→ Problem to solve: Please print out every entry below, verbatim.

►

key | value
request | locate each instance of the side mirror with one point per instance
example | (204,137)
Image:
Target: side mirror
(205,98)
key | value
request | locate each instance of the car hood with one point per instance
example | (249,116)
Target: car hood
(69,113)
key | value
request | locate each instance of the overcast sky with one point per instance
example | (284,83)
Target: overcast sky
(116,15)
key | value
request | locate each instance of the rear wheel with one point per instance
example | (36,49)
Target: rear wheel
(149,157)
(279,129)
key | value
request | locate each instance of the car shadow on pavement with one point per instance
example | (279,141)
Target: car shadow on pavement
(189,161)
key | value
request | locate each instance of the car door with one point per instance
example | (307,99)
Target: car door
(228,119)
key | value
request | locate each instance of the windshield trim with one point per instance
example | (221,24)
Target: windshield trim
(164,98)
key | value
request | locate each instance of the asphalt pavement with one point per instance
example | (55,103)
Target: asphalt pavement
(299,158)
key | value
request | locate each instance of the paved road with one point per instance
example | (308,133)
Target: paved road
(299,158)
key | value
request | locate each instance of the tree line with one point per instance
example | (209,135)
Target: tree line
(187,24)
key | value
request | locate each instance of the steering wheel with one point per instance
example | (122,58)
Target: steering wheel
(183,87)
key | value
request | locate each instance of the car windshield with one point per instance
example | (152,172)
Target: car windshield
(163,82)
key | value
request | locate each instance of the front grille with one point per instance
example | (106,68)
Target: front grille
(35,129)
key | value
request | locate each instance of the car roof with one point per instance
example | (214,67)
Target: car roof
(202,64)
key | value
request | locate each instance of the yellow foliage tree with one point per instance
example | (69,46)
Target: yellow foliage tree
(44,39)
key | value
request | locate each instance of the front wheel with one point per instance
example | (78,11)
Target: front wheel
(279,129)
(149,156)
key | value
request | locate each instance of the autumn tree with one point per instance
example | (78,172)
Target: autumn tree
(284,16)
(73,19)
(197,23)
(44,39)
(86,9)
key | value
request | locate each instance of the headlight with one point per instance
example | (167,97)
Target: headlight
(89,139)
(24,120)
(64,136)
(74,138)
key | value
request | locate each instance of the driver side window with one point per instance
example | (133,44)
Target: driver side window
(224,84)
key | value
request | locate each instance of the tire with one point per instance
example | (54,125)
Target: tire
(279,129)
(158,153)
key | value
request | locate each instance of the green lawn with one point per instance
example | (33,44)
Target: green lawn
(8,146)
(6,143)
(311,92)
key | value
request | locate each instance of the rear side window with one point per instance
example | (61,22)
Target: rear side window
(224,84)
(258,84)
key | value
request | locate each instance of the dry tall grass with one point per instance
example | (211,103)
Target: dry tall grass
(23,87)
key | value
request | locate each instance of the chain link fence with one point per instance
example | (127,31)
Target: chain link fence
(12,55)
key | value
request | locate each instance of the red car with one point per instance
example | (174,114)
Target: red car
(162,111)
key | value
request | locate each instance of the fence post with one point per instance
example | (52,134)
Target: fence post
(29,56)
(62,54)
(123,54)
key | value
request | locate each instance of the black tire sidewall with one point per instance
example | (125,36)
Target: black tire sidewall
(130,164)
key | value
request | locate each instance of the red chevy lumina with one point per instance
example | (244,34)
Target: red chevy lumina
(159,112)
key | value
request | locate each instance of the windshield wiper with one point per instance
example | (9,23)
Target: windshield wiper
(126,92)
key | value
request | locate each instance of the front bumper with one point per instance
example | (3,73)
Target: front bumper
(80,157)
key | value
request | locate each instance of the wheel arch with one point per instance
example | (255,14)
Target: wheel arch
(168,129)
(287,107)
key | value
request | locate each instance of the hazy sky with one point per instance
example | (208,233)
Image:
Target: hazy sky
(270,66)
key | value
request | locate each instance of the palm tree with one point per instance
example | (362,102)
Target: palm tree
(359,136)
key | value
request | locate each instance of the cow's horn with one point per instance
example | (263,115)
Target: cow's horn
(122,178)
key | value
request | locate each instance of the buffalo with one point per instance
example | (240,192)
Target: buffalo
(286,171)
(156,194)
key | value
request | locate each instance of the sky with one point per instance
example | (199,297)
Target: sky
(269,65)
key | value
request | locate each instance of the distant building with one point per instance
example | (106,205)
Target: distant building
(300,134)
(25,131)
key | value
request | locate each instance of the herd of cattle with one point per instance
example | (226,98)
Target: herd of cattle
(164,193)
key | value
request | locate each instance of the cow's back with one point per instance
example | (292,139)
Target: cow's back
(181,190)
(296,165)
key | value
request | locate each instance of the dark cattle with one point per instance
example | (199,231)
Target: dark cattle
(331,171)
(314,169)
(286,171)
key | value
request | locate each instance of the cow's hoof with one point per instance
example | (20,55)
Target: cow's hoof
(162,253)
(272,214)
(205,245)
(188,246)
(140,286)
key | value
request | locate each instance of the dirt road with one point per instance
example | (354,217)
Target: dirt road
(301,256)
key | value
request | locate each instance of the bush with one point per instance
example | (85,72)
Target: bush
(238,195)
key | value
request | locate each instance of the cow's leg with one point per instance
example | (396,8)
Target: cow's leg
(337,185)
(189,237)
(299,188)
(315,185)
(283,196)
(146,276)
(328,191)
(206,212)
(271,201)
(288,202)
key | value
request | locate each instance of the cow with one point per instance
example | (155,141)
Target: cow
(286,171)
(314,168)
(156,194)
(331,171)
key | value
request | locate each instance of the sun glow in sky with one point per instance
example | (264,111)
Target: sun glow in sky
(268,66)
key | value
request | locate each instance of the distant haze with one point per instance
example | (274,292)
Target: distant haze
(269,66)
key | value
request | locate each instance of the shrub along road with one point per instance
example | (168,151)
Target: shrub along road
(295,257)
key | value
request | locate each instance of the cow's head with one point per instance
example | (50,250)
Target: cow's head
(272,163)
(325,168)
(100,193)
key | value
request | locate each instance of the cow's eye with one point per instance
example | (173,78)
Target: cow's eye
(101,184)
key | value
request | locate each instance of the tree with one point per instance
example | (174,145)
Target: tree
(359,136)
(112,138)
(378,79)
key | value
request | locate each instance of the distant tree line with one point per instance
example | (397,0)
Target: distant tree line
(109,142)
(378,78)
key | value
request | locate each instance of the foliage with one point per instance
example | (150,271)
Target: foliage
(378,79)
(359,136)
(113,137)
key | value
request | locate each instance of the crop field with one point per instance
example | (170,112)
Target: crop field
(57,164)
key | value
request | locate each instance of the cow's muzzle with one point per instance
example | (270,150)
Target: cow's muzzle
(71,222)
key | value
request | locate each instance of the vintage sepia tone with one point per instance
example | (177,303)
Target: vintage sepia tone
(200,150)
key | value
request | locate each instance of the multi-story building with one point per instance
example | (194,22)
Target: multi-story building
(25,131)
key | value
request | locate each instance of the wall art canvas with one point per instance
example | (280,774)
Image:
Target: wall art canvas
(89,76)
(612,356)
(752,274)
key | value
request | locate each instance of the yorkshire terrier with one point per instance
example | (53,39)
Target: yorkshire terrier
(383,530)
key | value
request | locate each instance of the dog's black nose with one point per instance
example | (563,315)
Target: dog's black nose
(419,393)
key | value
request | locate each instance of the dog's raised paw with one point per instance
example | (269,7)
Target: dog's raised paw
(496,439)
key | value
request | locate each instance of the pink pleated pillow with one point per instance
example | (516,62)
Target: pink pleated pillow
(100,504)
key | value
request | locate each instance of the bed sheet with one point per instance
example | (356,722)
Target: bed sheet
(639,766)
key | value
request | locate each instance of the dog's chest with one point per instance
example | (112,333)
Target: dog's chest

◄

→ Worked solution:
key | value
request | locate each instance of the side mirror with one point per instance
example | (204,137)
Image:
Target: side mirror
(205,98)
key | value
request | locate each instance of the car hood with one point per instance
example | (249,116)
Target: car hood
(69,113)
key | value
request | locate each instance of the overcast sky with one point per instance
example | (284,83)
Target: overcast sky
(116,15)
key | value
request | locate each instance of the rear wheel with one point per instance
example | (36,49)
Target: rear wheel
(149,157)
(279,129)
key | value
request | locate each instance of the car shadow on pavement with one point per instance
example | (279,141)
Target: car shadow on pavement
(189,161)
key | value
request | locate each instance of the car door with one point per instance
example | (307,99)
Target: car door
(228,119)
key | value
request | locate each instance of the windshield trim with one point per instance
example | (221,24)
Target: windshield trim
(164,98)
key | value
request | locate each instance of the asphalt pavement with one point per instance
example | (55,103)
Target: asphalt pavement
(299,158)
key | value
request | locate each instance of the paved road with one point per instance
example | (308,133)
Target: paved road
(299,158)
key | value
request | locate each instance of the tree line with one point per instance
example | (209,135)
Target: tree line
(187,24)
key | value
request | locate each instance of the steering wheel with one point per instance
example | (122,58)
Target: steering wheel
(183,87)
key | value
request | locate each instance of the car windshield with one point per instance
example | (152,172)
Target: car windshield
(163,82)
key | value
request | locate each instance of the front grille with one point per instance
example | (106,68)
Target: front grille
(35,129)
key | value
request | locate each instance of the car roof with one point per instance
example | (214,67)
Target: car roof
(202,64)
key | value
request | locate each instance of the yellow foliage tree with one point per instance
example | (69,46)
Target: yellow foliage tree
(44,39)
key | value
request | locate each instance of the front wheel with one point per instance
example | (78,11)
Target: front wheel
(279,129)
(149,156)
key | value
request | locate each instance of the autumn tree with one point per instance
example | (78,172)
Target: autumn tree
(284,16)
(73,19)
(197,23)
(44,39)
(86,9)
key | value
request | locate each instance of the headlight with one point per instance
example | (167,97)
Target: headlight
(89,139)
(24,120)
(64,136)
(74,138)
key | value
request | locate each instance of the driver side window with one point per instance
example | (133,44)
Target: driver side window
(224,84)
key | value
request | locate each instance of the tire with one point per instance
example | (54,125)
Target: tire
(279,129)
(158,153)
key | value
request | locate each instance of the green lawn with one point per instance
example | (33,44)
Target: green lawn
(8,146)
(6,143)
(311,92)
key | value
request | locate each instance of the rear side window with one point per instance
example | (61,22)
Target: rear side window
(224,84)
(258,84)
key | value
request | locate each instance of the dry tall grass with one point per instance
example | (211,103)
Target: dry tall grass
(23,87)
key | value
request | locate each instance of the chain link fence with one point per instance
example | (127,31)
Target: chain link fence
(12,55)
key | value
request | locate each instance of the red car with one point per instance
example | (174,114)
Target: red car
(162,111)
key | value
request | locate each instance of the fence post with one point per instance
example | (52,134)
Target: fence post
(29,56)
(62,54)
(123,54)
key | value
request | locate each instance of the black tire sidewall with one point per instance
example | (125,36)
Target: black tire sidewall
(130,164)
key | value
request | locate each instance of the red chevy lumina with one point per instance
example | (244,34)
Target: red chevy lumina
(159,112)
key | value
request | locate each instance of the windshield wiper with one point per instance
example | (9,23)
Target: windshield wiper
(126,92)
key | value
request | locate each instance of the front bumper with one point per instance
example | (3,73)
Target: front bumper
(80,157)
key | value
request | locate each instance of the wheel arch with one point per instance
example | (255,14)
Target: wheel arch
(168,129)
(287,107)
key | value
request | locate each instance of the hazy sky with one point per instance
example | (208,233)
Image:
Target: hazy sky
(270,66)
key | value
request | locate each instance of the palm tree with one point per instance
example | (362,102)
Target: palm tree
(359,136)
key | value
request | locate each instance of the cow's horn with one point per instance
example | (263,115)
Target: cow's horn
(122,178)
key | value
request | locate each instance of the buffalo with one point per instance
example | (240,192)
Target: buffalo
(286,171)
(156,194)
key | value
request | locate each instance of the sky with one point per instance
example | (199,297)
Target: sky
(269,65)
key | value
request | locate each instance of the distant building with one point per instance
example | (106,205)
Target: distant building
(300,134)
(25,131)
key | value
request | locate each instance of the herd of cattle with one point per instance
example | (226,98)
Target: herd of cattle
(164,193)
key | value
request | locate each instance of the cow's back with one point per instance
example | (292,139)
Target: cow's back
(181,190)
(296,165)
key | value
request | locate each instance of the dark cattle with one point per instance
example | (199,231)
Target: dark cattle
(331,171)
(314,169)
(286,171)
key | value
request | locate each instance of the cow's hoof with one point per instance
example | (20,55)
Target: cow's hoof
(162,253)
(272,214)
(205,245)
(188,246)
(140,286)
key | value
request | locate each instance of the dirt road with one point per instance
example | (354,217)
Target: dirt road
(301,256)
key | value
request | locate each instance of the bush with one point per instance
example | (85,72)
Target: bush
(238,195)
key | value
request | locate each instance of the cow's leg with one point per instance
example | (396,8)
Target: cow's leg
(337,185)
(189,237)
(299,188)
(315,185)
(283,196)
(146,276)
(328,191)
(206,212)
(271,201)
(288,202)
key | value
request | locate each instance of the cow with one point per instance
example | (155,141)
Target: cow
(286,171)
(314,168)
(156,194)
(331,171)
key | value
request | locate each instance of the sun glow in sky with one point per instance
example | (264,111)
Target: sun glow in sky
(268,66)
key | value
request | locate each instance of the distant haze with one point per instance
example | (274,292)
Target: distant haze
(269,66)
key | value
request | locate each instance of the shrub along road with one point per instance
example | (168,151)
Target: shrub along road
(295,257)
key | value
request | locate each instance of the cow's head with one point per instance
example | (50,250)
Target: cow's head
(272,163)
(325,168)
(100,193)
key | value
request | locate each instance of the cow's eye with one point per instance
example | (173,78)
Target: cow's eye
(101,184)
key | value
request | locate each instance of the tree with one point per instance
example | (174,145)
Target: tree
(359,136)
(112,138)
(378,79)
key | value
request | locate each instance of the distant tree line with one point per instance
example | (397,0)
Target: distant tree line
(109,142)
(378,78)
key | value
request | locate each instance of the foliage with one point per instance
example | (150,271)
Target: foliage
(378,79)
(359,136)
(113,137)
key | value
request | locate each instance of the crop field with one point per instance
example | (170,112)
Target: crop field
(57,164)
key | value
request | locate each instance of the cow's muzzle with one point per instance
example | (270,150)
Target: cow's muzzle
(71,222)
key | value
request | locate each instance of the vintage sepia tone with one point per instance
example | (177,303)
Target: vintage sepia tone
(200,150)
key | value
request | locate each instance of the multi-story building with one point per instance
example | (194,22)
Target: multi-story building
(25,131)
key | value
request | locate each instance of the wall art canvas with one point per instance
example | (280,774)
Image:
Target: wall art canvas
(89,76)
(612,356)
(752,274)
key | value
request | locate each instance of the yorkshire terrier with one point per instance
example | (53,39)
Target: yorkshire terrier
(383,530)
key | value
request | locate each instance of the dog's black nose with one point per instance
example | (563,315)
Target: dog's black nose
(419,393)
key | value
request | locate each instance of the dog's raised paw with one point per instance
example | (269,7)
Target: dog's raised paw
(496,439)
key | value
request | locate each instance of the pink pleated pillow with one point per instance
example | (516,62)
Target: pink pleated pillow
(100,504)
key | value
request | locate each instance of the bed sheet with one point per instance
example | (356,722)
Target: bed sheet
(639,766)
key | value
request | locate each instance of the dog's chest with one point per instance
example | (112,333)
Target: dog's chest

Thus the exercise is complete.